◆ Provided data:
# # # # #
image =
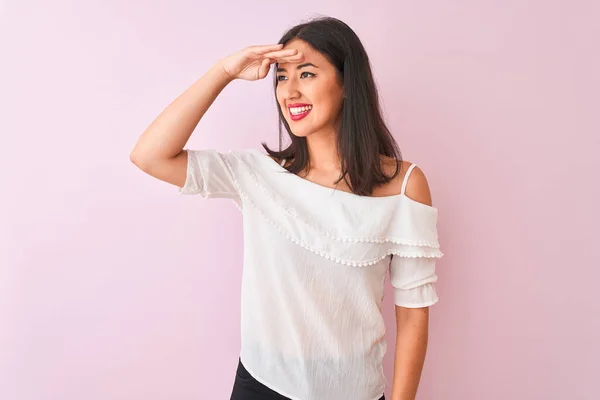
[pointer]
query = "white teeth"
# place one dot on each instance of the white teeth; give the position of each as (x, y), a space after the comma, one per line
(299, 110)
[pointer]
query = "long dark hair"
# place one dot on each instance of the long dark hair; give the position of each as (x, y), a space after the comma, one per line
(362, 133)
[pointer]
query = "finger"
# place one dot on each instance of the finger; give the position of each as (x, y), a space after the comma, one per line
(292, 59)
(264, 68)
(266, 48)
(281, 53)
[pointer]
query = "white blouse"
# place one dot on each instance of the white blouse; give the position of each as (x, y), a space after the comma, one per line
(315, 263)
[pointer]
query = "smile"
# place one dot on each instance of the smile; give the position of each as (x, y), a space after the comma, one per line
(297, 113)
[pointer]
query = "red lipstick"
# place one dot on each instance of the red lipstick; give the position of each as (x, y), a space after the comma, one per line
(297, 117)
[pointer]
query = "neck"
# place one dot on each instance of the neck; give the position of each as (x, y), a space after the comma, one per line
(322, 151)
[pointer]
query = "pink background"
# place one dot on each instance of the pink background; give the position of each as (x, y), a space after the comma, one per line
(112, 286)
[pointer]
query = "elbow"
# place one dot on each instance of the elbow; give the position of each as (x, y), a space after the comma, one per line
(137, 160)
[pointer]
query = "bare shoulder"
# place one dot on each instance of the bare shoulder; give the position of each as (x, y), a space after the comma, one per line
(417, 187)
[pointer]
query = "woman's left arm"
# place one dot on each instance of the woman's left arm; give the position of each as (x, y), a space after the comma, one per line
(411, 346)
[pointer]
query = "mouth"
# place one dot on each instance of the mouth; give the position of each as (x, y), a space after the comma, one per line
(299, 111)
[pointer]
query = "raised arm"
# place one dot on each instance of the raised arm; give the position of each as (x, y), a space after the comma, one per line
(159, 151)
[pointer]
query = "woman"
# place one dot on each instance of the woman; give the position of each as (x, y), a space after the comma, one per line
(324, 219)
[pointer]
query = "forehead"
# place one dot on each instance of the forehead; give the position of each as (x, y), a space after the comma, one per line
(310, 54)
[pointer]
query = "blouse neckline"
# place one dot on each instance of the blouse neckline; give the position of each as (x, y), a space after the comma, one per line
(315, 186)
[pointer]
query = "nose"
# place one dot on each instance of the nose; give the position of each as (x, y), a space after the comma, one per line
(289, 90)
# # # # #
◆ Given request:
Extract all the data above exactly, excluding every picture.

◆ Exercise solution:
image =
[pointer]
query = "white teeth"
# place one dot on each instance of the white teeth; give the position of each as (x, y), a space after the comma, one per line
(299, 110)
[pointer]
query = "long dark hair"
# place one dot on each instance of the long dark hair; give the position of each as (x, y), a space after the comma, one per line
(362, 133)
[pointer]
query = "finger"
# place one dot on each instance of the finger; give the position of each as (x, y), a space after the comma, one per line
(292, 59)
(264, 68)
(266, 48)
(281, 53)
[pointer]
query = "white blouse"
# place one dot on each instance of the white blouse; give the position of each as (x, y), a space after the comma, one per line
(315, 263)
[pointer]
query = "smile"
# place one dot on each instance of the smile; give the position of each as (x, y), a space after the comma, one per line
(297, 113)
[pointer]
query = "red lipstick"
# place one dot on each instance of the red lipstick; give the position of each as (x, y), a space after the comma, one per line
(297, 117)
[pointer]
query = "neck"
# place one dot on each instance of the neck; give the position of each as (x, y), a space after the comma, one per line
(322, 151)
[pointer]
query = "pink background"
# place one dot on each instance of the pink background; give the position of each as (x, y), a space after the comma, one per line
(112, 286)
[pointer]
query = "elbow"
# place one dot on each instance of the elbow; give the position of each as (x, y), a space after the comma, one per line
(137, 160)
[pointer]
query = "bare shoulder"
# place one dot on each instance of the bare shoulder; give the position of each as (x, y), a space after the comma, one per line
(417, 187)
[pointer]
query = "woman's left arm"
# place one dot on each instance of the woman's left arm; give the position of each as (x, y), a space after the comma, one per line
(411, 346)
[pointer]
query = "mouth"
# place one dot on each instance of the mouth; give the position of each as (x, y), a space after the comma, one per line
(299, 111)
[pointer]
query = "raised arm"
# place one dot on each instance of the raised arm; give the position of each as (x, y), a space after the comma, one per line
(159, 151)
[pointer]
query = "woman"
# place one dot on each instance of the woman; give the position of each as (x, y), a space after the comma, one per line
(324, 219)
[pointer]
query = "forehead"
# place one dot on each instance of the forehead; give the position of each as (x, y), a space after the comma, one per line
(310, 54)
[pointer]
query = "blouse neckline"
# place one dot on each instance of the blouse neckline; give the position of each as (x, y), a space after the comma, one per line
(315, 186)
[pointer]
query = "nose"
# place one dot on each instance of the nose; give the position of each as (x, y), a space after the comma, one per line
(289, 90)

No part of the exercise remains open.